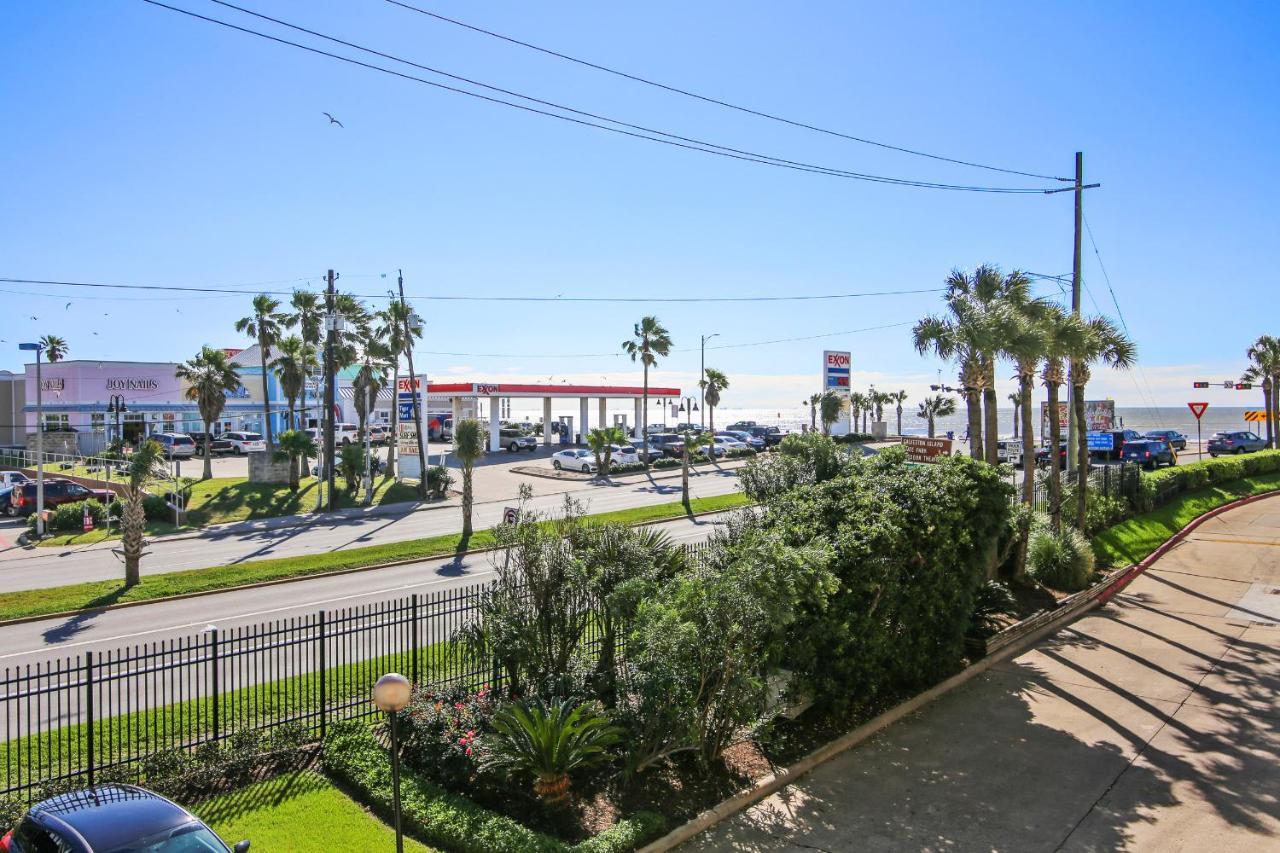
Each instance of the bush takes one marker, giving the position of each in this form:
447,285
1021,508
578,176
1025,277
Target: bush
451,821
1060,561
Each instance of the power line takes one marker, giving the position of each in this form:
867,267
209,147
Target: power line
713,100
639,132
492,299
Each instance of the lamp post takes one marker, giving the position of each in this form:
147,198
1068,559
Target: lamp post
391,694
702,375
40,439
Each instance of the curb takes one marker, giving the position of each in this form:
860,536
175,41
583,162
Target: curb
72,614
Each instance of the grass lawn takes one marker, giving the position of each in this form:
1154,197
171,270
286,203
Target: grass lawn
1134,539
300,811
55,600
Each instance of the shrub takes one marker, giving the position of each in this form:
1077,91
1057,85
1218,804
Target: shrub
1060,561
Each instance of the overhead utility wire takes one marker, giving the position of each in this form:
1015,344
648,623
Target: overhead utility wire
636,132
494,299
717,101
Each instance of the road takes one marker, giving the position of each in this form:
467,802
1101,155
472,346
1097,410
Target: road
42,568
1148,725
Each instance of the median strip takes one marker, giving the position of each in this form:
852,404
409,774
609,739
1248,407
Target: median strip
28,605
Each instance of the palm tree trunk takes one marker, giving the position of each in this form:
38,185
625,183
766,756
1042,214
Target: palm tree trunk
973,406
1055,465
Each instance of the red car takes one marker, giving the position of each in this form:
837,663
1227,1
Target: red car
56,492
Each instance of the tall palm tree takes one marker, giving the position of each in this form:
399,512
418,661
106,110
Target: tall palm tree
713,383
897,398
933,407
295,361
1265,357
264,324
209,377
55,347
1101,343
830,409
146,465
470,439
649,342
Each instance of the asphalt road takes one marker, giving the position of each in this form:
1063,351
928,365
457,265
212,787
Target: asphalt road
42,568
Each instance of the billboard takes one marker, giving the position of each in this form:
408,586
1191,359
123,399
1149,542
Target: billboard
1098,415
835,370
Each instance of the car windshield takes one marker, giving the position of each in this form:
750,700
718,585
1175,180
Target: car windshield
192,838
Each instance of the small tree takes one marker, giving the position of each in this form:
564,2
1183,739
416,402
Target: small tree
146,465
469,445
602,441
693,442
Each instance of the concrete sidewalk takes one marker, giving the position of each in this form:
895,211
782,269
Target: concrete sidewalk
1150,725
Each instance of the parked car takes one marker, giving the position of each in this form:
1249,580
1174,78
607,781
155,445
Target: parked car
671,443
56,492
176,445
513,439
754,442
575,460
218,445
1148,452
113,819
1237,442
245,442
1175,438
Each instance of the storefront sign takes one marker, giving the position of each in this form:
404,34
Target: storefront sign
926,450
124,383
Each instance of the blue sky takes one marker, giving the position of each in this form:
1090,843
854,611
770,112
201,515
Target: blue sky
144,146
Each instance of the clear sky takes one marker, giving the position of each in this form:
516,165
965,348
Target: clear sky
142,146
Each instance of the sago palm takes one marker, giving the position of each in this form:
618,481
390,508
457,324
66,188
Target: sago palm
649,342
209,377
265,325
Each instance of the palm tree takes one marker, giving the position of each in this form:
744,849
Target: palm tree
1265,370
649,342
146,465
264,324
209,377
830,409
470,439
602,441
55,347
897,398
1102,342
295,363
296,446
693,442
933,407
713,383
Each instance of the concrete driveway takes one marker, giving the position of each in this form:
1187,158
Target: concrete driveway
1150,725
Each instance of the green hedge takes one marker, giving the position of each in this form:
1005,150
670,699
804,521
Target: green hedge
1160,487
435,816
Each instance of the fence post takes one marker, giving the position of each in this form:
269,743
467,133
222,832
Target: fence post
+ + + +
• Goal of the exercise
Render every line of the items above as a Markdown table with the columns No. and Line, numbering the rows and skipping blank lines. Leave the pictures out of the table.

• Completed exercise
| No. | Line |
|---|---|
| 1 | Each instance of the bush takes one marker, giving the position of each in this form: |
| 2 | 447,285 |
| 3 | 1021,508 |
| 4 | 578,176 |
| 5 | 1025,277 |
| 6 | Target: bush |
| 7 | 451,821 |
| 8 | 1060,561 |
| 9 | Each instance of the power line takes one marker, giving the position of each in this form: |
| 10 | 867,267 |
| 11 | 209,147 |
| 12 | Target: power line |
| 13 | 713,100 |
| 14 | 639,132 |
| 15 | 492,299 |
| 16 | Each instance of the lamp post takes one marker, giving the position of each in this form: |
| 17 | 147,198 |
| 18 | 1068,559 |
| 19 | Target: lamp post |
| 20 | 391,694 |
| 21 | 702,375 |
| 22 | 40,439 |
| 23 | Each instance of the curb takes one marker, giving the position of each in this form: |
| 24 | 860,536 |
| 25 | 175,41 |
| 26 | 583,162 |
| 27 | Target: curb |
| 28 | 72,614 |
| 29 | Each instance of the grass lawn takes one marker, giving the position of each in this form: |
| 30 | 1154,197 |
| 31 | 171,270 |
| 32 | 286,203 |
| 33 | Target: grass lawn |
| 34 | 1134,539 |
| 35 | 300,811 |
| 36 | 55,600 |
| 37 | Each instance of the shrub takes one marker, giving the position of each in this form: |
| 38 | 1077,91 |
| 39 | 1057,85 |
| 40 | 1218,804 |
| 41 | Target: shrub |
| 42 | 1060,561 |
| 43 | Each instance of the overhead utility wire takes one marker, giving the position of each in this form: |
| 44 | 1015,344 |
| 45 | 648,623 |
| 46 | Target: overhead utility wire |
| 47 | 636,132 |
| 48 | 494,299 |
| 49 | 717,101 |
| 50 | Each instance of the road takes one marker, giving the position of each in this form: |
| 51 | 467,802 |
| 52 | 1101,155 |
| 53 | 472,346 |
| 54 | 1097,410 |
| 55 | Target: road |
| 56 | 42,568 |
| 57 | 1148,725 |
| 58 | Each instance of the median strip takes one marker, giving the position of each in this form: |
| 59 | 852,404 |
| 60 | 409,774 |
| 61 | 609,739 |
| 62 | 1248,407 |
| 63 | Target: median strip |
| 64 | 28,605 |
| 65 | Each instance of the palm tree trunk takes one marker, giving the position of each in this form: |
| 66 | 38,185 |
| 67 | 625,183 |
| 68 | 766,756 |
| 69 | 1042,214 |
| 70 | Target: palm tree trunk |
| 71 | 973,406 |
| 72 | 1055,465 |
| 73 | Each instance of the red car takes one marker, giving the position of each in this form: |
| 74 | 837,663 |
| 75 | 1227,1 |
| 76 | Target: red car |
| 77 | 56,492 |
| 78 | Each instance of the tall palm tree takes one marker, giving the position of each in this form: |
| 79 | 399,512 |
| 80 | 418,661 |
| 81 | 106,110 |
| 82 | Target: tall palm tree |
| 83 | 713,383 |
| 84 | 897,398 |
| 85 | 933,407 |
| 86 | 295,361 |
| 87 | 1265,357 |
| 88 | 264,324 |
| 89 | 209,377 |
| 90 | 55,347 |
| 91 | 1101,343 |
| 92 | 830,409 |
| 93 | 146,465 |
| 94 | 470,439 |
| 95 | 649,342 |
| 96 | Each instance of the asphalt road takes one marker, giving the position of each in this form: |
| 97 | 1063,351 |
| 98 | 928,365 |
| 99 | 457,265 |
| 100 | 212,787 |
| 101 | Target: asphalt road |
| 102 | 42,568 |
| 103 | Each instance of the billboard takes one marker, giving the position of each in this form: |
| 104 | 408,586 |
| 105 | 1191,359 |
| 106 | 123,399 |
| 107 | 1149,542 |
| 108 | Target: billboard |
| 109 | 1098,415 |
| 110 | 835,370 |
| 111 | Each instance of the car windshield takes one marker, giving the position of each in this form: |
| 112 | 750,700 |
| 113 | 718,585 |
| 114 | 1175,180 |
| 115 | Target: car windshield |
| 116 | 192,838 |
| 117 | Each instance of the small tree takes one marker, giving the position of each in this form: |
| 118 | 564,2 |
| 119 | 1183,739 |
| 120 | 416,402 |
| 121 | Target: small tree |
| 122 | 146,465 |
| 123 | 469,445 |
| 124 | 602,441 |
| 125 | 693,442 |
| 126 | Each instance of the concrete sidewalk takes one marker, giving the position of each in this form: |
| 127 | 895,211 |
| 128 | 782,269 |
| 129 | Target: concrete sidewalk |
| 130 | 1150,725 |
| 131 | Each instance of the parked car takes one marker, giving the position of each in this form: |
| 132 | 1249,580 |
| 133 | 1174,78 |
| 134 | 607,781 |
| 135 | 155,445 |
| 136 | Target: parked car |
| 137 | 671,443 |
| 138 | 56,492 |
| 139 | 176,445 |
| 140 | 513,439 |
| 141 | 754,442 |
| 142 | 575,460 |
| 143 | 218,445 |
| 144 | 1148,452 |
| 145 | 113,819 |
| 146 | 1237,442 |
| 147 | 245,442 |
| 148 | 1175,438 |
| 149 | Each instance of the storefront sign takes one marker, giving the position of each in this form: |
| 150 | 404,34 |
| 151 | Target: storefront sign |
| 152 | 926,450 |
| 153 | 124,383 |
| 154 | Each instance of the blue sky takes one marker, giving the position of each in this form: |
| 155 | 1090,843 |
| 156 | 854,611 |
| 157 | 770,112 |
| 158 | 201,515 |
| 159 | Target: blue sky |
| 160 | 144,146 |
| 161 | Each instance of the clear sky takes one marker, giving the position of each in this form: |
| 162 | 516,165 |
| 163 | 965,348 |
| 164 | Target: clear sky |
| 165 | 142,146 |
| 166 | Each instance of the sago palm takes one marker, giving the position of each in this form: |
| 167 | 618,481 |
| 168 | 390,508 |
| 169 | 457,324 |
| 170 | 66,188 |
| 171 | Target: sago palm |
| 172 | 649,342 |
| 173 | 209,377 |
| 174 | 265,325 |
| 175 | Each instance of the palm tree takes one marker, giving the position of each in this form: |
| 176 | 744,849 |
| 177 | Target: palm tree |
| 178 | 1265,370 |
| 179 | 649,342 |
| 180 | 146,465 |
| 181 | 264,324 |
| 182 | 209,377 |
| 183 | 830,409 |
| 184 | 470,439 |
| 185 | 602,441 |
| 186 | 55,347 |
| 187 | 897,398 |
| 188 | 1102,342 |
| 189 | 295,363 |
| 190 | 296,446 |
| 191 | 693,442 |
| 192 | 933,407 |
| 193 | 713,383 |
| 194 | Each instance of the concrete driveway takes one marker, giving the position of each in this form: |
| 195 | 1187,158 |
| 196 | Target: concrete driveway |
| 197 | 1150,725 |
| 198 | Each instance of the green hedge takes one marker, giving the position of each in this form: |
| 199 | 1005,150 |
| 200 | 670,699 |
| 201 | 804,521 |
| 202 | Target: green hedge |
| 203 | 1160,487 |
| 204 | 435,816 |
| 205 | Each instance of the fence post takes one marker, giving the position of each in this form: |
| 206 | 269,743 |
| 207 | 467,133 |
| 208 | 222,832 |
| 209 | Target: fence post |